Selected passage
┌────────

Rationalises and robustifies the benchmark tooling in the solver repo. Two stages of work across ~40 commits.

Stage 1 — Cleanup

  • Removed one-off scripts (benchmark_level4.py, analyze_level4.py, deprecated compare_benchmarks.py)
  • Authoritative csv_schema.md contract (outcome vocabulary, solution_type values)
  • New START-HERE.md + script-inventory.md guides; superseded docs archived to KB
  • .gitignore: .claude/settings.local.json + __pycache__

Stage 2 — Kill discipline, safety, CPU-time timeout

  • Shared process-group kill discipline (scripts/bench_lib/process.py): solver and wrapper share a POSIX process group; on overrun SIGTERM→grace→SIGKILL; always captures partial JSON output. Fixes lost-work-on-kill.
  • --timeout is now CPU time (CLOCK_PROCESS_CPUTIME_ID, user+sys) + 10x wall safety-cap (--wall-cap-mult) + deterministic --max-states cutoff. Load-invariant; L2/L3 oracles regenerated under CPU semantics (--enforce-node-counts).
  • Solver handles SIGTERM gracefully: registers SIGTERM handler, flushes JSON with solution_type:"terminated" before exit.
  • Bounded memory-aware concurrency via GNU parallel: ~3 GB/worker budget, floor(RAM*0.80/3GB) cap, --memfree safety net. Replaces cpu_count() fork-bomb default.
  • Per-chunk orchestrator timeout with process-group kill so wedged chunks cannot stall a run.
  • cache_state dead-field drop: removed unused LRU iterator from flat/multiplicity DFS frames (solver_node 48->32 B); ~3-4% RSS reduction on deep searches.
  • Apptainer/Singularity support: solvitaire.def + apptainer path in container-build.sh + --editable mode (bind live host repo, no rebuild on edits). GNU parallel added to both images; builds parallelised (--parallel, -flto=auto).
  • Kill diagnostics: [kill-diag] logging with signal, RSS, overrun ratio on every non-clean exit.
  • KI-27 resolved (mac): trace reference re-baselined to 20260603-7eb5883; trace_regression_level1/2 pass. Linux verification pending.

└────────

Provided material
┌────────

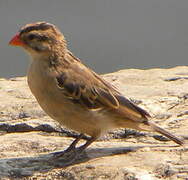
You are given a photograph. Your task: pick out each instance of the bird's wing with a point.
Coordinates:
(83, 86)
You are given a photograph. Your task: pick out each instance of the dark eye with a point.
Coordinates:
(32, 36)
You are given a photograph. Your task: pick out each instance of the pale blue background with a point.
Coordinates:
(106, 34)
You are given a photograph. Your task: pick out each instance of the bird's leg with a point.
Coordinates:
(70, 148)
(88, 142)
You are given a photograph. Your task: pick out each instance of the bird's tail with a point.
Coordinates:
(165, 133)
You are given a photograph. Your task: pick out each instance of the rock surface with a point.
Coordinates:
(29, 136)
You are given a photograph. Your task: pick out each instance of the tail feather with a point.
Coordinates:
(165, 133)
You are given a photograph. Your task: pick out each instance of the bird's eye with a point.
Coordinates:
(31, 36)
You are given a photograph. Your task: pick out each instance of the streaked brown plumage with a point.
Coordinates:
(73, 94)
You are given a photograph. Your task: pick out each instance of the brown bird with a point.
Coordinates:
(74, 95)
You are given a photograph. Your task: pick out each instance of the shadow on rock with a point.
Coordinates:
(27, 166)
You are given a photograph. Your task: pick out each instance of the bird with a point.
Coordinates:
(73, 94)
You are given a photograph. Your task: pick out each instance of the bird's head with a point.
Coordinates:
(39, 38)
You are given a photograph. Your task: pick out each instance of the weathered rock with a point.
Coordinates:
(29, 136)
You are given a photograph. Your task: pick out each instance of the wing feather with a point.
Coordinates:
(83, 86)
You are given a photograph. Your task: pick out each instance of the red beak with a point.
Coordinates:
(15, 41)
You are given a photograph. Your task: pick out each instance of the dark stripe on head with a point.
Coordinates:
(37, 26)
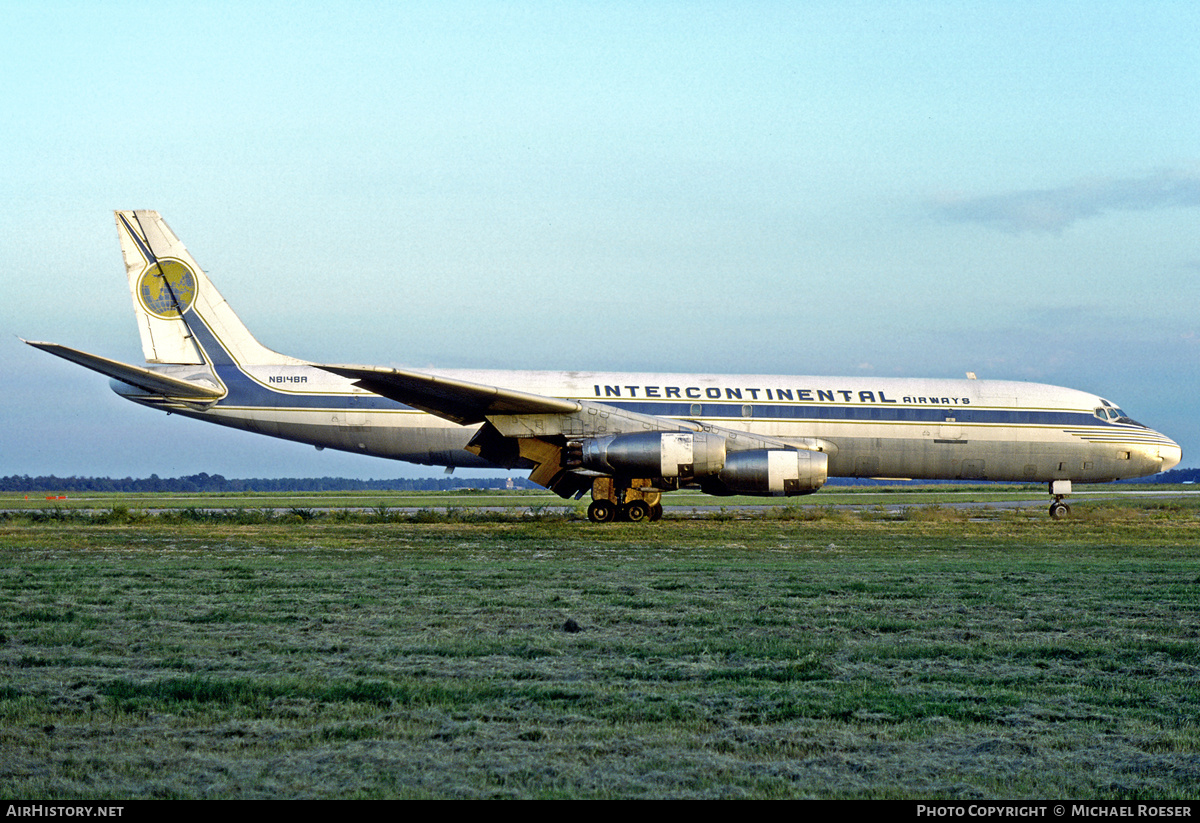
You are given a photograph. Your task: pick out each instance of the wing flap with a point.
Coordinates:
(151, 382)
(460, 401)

└────────
┌────────

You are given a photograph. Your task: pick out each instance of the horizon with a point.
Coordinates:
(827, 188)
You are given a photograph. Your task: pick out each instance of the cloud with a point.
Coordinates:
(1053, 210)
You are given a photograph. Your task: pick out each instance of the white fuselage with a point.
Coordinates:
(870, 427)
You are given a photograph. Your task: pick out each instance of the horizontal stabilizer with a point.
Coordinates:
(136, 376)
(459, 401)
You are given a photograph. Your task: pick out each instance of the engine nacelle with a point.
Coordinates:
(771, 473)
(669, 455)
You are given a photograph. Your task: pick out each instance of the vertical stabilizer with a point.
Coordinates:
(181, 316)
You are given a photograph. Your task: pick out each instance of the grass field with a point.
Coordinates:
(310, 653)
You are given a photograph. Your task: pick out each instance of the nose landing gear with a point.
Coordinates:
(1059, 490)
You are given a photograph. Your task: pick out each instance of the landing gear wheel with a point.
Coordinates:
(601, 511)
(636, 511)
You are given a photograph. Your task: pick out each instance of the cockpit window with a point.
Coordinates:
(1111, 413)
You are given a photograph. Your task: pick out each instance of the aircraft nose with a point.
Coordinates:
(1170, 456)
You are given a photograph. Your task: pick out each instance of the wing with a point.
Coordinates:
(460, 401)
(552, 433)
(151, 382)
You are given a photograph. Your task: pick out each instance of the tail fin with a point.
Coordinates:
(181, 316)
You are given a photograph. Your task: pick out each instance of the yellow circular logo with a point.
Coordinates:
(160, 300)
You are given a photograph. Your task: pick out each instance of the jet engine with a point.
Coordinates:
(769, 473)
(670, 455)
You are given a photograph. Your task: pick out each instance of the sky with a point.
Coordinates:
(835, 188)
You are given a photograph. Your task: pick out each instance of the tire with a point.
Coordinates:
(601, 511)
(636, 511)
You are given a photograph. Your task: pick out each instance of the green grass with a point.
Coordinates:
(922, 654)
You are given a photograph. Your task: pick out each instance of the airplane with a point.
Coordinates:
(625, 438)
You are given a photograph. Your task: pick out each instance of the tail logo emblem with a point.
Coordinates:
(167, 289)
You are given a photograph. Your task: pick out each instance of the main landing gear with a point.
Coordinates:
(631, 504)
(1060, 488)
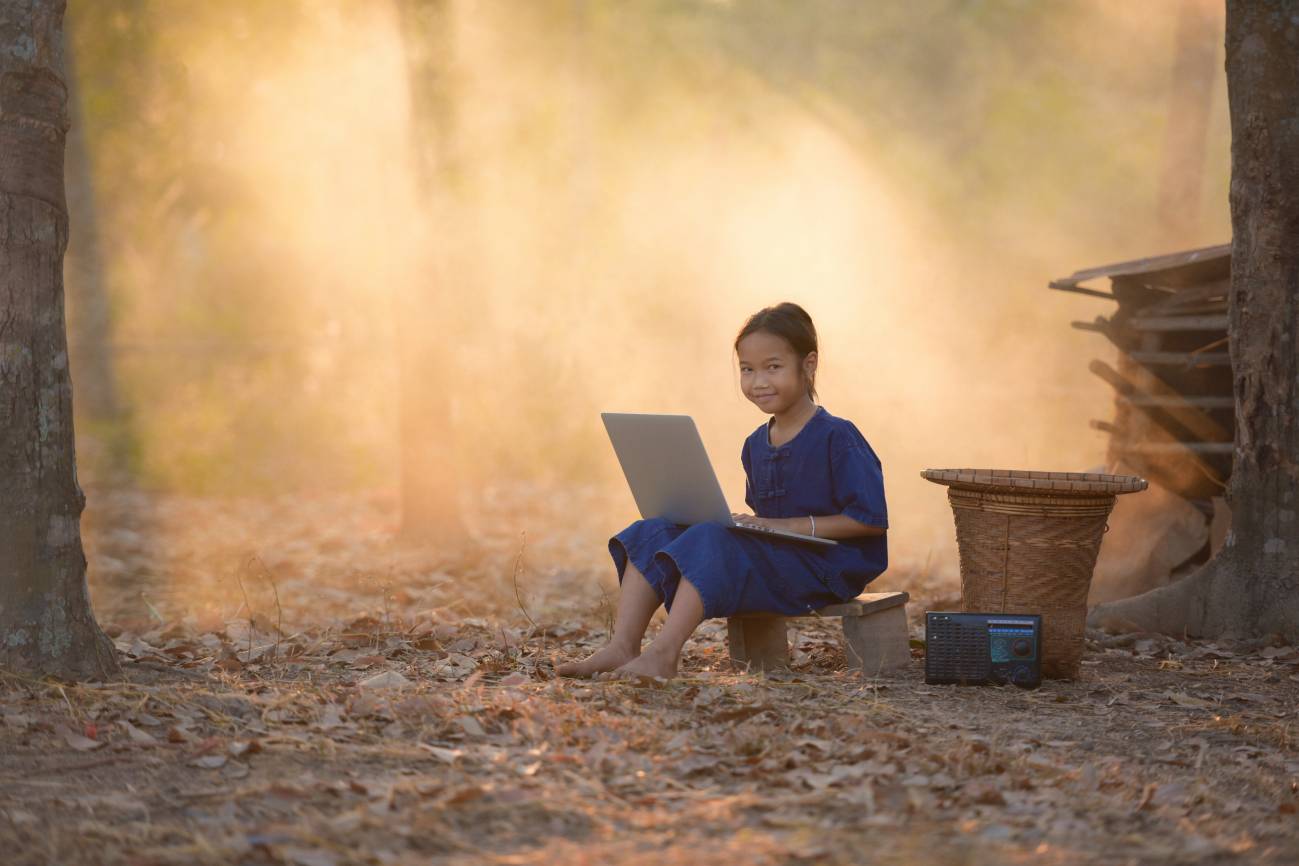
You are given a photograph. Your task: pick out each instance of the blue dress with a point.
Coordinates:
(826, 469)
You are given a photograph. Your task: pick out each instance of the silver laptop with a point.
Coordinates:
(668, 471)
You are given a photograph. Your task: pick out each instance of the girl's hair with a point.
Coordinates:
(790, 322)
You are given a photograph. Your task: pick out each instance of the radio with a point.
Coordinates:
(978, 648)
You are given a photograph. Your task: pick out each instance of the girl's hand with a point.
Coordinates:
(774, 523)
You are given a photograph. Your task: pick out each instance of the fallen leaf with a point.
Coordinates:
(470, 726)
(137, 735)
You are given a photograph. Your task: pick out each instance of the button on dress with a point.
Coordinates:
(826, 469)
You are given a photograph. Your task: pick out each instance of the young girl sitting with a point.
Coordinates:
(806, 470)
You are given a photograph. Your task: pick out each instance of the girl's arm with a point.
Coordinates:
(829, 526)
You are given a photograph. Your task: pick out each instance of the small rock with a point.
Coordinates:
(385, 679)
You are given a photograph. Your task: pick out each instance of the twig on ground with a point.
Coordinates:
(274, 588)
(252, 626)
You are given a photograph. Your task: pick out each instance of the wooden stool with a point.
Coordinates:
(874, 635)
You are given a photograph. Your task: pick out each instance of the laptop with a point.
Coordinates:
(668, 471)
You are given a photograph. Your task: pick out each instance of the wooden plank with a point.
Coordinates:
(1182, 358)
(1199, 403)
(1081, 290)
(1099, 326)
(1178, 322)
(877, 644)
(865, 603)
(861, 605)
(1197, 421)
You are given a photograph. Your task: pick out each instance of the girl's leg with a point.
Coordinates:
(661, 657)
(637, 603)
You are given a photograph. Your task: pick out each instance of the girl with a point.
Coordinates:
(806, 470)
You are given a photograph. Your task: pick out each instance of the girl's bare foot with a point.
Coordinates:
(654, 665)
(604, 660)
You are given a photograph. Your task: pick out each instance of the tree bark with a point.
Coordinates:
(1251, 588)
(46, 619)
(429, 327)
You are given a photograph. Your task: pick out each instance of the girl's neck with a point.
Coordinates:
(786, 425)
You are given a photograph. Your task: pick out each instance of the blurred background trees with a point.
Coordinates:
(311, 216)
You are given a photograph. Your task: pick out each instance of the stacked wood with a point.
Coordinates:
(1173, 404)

└────────

Requirement
Write out the passage of the benchmark tooling notes between "Stage 2 — Kill" and "output. Fixes lost-work-on-kill.", inclusive, keeping every word unchanged.

Result of the task
Stage 2 — Kill discipline, safety, CPU-time timeout

  • Shared process-group kill discipline (scripts/bench_lib/process.py): solver and wrapper share a POSIX process group; on overrun SIGTERM→grace→SIGKILL; always captures partial JSON output. Fixes lost-work-on-kill.